Written request: Copy the lines of the records below word for word, starting with the line that contains "Greenhouse-scouting request: tag the light bulb" and going on through the line that contains "Greenhouse-scouting request: tag the shower head". Give only those lines.

Supplied material:
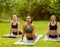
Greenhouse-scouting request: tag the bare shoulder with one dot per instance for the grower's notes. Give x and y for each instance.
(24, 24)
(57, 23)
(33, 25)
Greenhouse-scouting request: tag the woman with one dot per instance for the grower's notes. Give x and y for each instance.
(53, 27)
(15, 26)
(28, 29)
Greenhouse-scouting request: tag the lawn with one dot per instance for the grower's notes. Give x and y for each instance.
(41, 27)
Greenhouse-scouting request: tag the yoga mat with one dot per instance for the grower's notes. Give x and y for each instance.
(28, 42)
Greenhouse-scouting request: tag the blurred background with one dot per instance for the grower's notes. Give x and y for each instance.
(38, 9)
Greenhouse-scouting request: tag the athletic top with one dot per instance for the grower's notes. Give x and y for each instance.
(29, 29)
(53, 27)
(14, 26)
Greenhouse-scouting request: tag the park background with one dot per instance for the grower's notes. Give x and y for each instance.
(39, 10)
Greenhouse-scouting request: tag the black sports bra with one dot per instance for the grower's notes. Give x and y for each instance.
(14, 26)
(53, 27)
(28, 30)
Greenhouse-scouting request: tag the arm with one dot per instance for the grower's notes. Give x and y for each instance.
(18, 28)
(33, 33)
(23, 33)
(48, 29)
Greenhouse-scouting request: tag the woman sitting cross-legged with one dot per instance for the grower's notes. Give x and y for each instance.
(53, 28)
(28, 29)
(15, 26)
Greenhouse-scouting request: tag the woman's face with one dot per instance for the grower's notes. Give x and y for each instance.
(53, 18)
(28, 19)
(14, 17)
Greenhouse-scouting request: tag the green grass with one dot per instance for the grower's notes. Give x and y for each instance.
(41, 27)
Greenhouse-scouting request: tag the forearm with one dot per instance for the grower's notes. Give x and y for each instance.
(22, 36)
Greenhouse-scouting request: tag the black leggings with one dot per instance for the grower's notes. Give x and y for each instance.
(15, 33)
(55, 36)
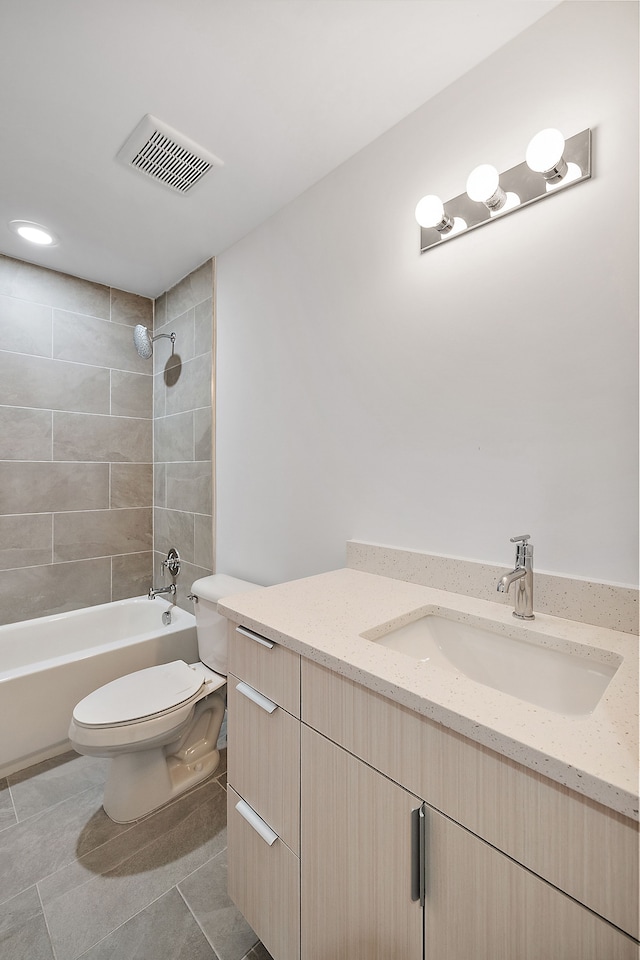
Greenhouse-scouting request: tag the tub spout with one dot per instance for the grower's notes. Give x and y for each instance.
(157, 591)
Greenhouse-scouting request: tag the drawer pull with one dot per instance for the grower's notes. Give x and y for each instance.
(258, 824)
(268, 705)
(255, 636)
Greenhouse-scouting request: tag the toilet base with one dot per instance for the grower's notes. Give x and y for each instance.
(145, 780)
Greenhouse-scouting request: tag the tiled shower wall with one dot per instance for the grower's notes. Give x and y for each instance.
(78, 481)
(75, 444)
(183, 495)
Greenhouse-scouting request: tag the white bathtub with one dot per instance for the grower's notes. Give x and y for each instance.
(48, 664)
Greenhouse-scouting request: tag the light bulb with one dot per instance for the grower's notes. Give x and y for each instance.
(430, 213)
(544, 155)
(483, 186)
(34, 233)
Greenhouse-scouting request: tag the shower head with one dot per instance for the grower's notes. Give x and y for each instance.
==
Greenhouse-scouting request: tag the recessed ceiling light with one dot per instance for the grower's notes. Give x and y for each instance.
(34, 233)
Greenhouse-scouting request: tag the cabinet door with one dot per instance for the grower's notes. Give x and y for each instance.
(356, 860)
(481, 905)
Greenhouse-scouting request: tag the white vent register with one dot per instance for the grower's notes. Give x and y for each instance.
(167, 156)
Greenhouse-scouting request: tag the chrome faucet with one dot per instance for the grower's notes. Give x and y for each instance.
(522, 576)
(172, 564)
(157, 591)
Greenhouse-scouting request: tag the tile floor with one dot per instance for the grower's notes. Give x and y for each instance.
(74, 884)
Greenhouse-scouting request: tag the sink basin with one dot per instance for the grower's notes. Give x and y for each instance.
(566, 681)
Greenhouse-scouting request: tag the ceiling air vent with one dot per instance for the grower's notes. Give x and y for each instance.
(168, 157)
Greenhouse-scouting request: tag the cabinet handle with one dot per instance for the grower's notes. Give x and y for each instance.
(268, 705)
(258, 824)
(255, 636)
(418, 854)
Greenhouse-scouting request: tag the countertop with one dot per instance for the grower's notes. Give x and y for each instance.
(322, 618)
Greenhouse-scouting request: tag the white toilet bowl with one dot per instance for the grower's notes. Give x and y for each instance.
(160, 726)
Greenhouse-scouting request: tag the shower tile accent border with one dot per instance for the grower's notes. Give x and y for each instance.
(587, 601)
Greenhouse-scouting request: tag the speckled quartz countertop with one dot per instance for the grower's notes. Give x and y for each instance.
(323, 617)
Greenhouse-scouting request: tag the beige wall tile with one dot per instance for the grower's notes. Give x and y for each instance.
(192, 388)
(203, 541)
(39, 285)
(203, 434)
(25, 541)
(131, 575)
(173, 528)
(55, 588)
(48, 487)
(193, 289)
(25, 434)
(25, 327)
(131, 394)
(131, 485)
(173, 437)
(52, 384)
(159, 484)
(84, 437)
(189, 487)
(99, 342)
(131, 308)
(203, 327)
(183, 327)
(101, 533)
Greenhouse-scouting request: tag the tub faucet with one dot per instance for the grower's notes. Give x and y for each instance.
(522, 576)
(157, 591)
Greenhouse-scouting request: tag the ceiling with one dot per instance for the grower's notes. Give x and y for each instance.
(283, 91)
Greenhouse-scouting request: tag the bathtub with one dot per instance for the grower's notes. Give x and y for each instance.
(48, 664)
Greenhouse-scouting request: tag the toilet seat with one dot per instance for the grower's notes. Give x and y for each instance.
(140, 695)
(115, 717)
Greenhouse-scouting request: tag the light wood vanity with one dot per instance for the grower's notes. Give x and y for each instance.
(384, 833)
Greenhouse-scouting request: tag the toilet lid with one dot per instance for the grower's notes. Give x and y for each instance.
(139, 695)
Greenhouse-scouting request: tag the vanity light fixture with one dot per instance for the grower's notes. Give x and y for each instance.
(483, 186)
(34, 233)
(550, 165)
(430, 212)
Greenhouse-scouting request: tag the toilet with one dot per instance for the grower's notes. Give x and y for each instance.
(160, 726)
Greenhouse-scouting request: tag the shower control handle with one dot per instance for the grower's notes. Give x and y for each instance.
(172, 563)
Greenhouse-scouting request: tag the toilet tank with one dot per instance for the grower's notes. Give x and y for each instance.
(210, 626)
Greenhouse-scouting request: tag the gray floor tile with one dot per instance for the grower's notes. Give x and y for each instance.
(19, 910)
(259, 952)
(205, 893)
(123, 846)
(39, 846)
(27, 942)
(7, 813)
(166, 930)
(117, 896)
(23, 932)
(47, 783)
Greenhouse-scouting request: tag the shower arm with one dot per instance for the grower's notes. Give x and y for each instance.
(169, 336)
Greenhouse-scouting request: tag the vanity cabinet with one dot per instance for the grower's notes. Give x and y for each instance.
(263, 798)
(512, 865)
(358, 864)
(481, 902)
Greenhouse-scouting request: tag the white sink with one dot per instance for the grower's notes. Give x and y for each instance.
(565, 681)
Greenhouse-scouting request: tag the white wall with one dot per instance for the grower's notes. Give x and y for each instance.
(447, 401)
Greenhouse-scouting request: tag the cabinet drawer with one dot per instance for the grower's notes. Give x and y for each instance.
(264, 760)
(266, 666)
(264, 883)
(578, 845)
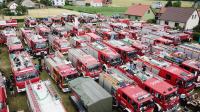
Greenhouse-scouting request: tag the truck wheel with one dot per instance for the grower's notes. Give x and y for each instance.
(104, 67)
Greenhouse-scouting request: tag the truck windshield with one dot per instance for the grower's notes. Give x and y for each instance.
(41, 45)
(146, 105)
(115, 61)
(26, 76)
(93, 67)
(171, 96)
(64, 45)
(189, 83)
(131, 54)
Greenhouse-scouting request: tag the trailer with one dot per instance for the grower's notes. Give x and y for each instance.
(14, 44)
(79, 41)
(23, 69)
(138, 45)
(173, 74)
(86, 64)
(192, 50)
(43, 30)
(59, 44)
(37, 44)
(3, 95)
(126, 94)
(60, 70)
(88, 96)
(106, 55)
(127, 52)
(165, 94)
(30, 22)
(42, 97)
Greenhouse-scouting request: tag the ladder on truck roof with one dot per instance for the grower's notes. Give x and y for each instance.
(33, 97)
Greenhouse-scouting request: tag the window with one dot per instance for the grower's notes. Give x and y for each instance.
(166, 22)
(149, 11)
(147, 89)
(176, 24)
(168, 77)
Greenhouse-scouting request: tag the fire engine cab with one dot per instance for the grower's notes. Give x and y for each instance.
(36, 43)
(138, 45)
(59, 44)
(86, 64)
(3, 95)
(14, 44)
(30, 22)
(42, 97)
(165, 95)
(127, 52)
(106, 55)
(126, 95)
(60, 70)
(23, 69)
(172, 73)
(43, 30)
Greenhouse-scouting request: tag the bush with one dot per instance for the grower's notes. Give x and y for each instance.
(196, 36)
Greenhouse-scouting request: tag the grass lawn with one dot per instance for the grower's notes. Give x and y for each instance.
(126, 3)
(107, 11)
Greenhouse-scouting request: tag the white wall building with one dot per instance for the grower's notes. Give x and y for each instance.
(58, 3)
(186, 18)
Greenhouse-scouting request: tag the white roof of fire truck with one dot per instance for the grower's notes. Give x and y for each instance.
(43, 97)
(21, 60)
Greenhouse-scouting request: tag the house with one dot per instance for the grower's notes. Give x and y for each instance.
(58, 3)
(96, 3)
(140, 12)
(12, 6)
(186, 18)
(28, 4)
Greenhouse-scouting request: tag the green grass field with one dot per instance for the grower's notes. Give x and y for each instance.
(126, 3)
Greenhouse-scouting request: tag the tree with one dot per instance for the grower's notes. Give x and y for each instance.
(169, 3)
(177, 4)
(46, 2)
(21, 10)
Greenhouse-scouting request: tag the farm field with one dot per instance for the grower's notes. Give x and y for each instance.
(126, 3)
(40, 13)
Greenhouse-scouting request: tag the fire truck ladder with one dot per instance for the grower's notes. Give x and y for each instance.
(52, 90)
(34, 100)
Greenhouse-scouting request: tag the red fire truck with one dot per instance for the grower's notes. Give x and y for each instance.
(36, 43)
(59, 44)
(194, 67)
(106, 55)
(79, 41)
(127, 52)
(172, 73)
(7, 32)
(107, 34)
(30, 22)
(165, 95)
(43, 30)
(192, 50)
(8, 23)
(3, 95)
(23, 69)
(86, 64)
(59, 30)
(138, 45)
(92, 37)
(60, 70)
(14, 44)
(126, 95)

Finished task:
Greenhouse-scouting request: tag the light bulb with one dot per instance for the grower's notes. Give x and y for each instance.
(430, 213)
(544, 155)
(483, 186)
(34, 233)
Greenhouse-scouting request: tag the shower head with one dot per instance for the grower's notes. Give x and y for each instance.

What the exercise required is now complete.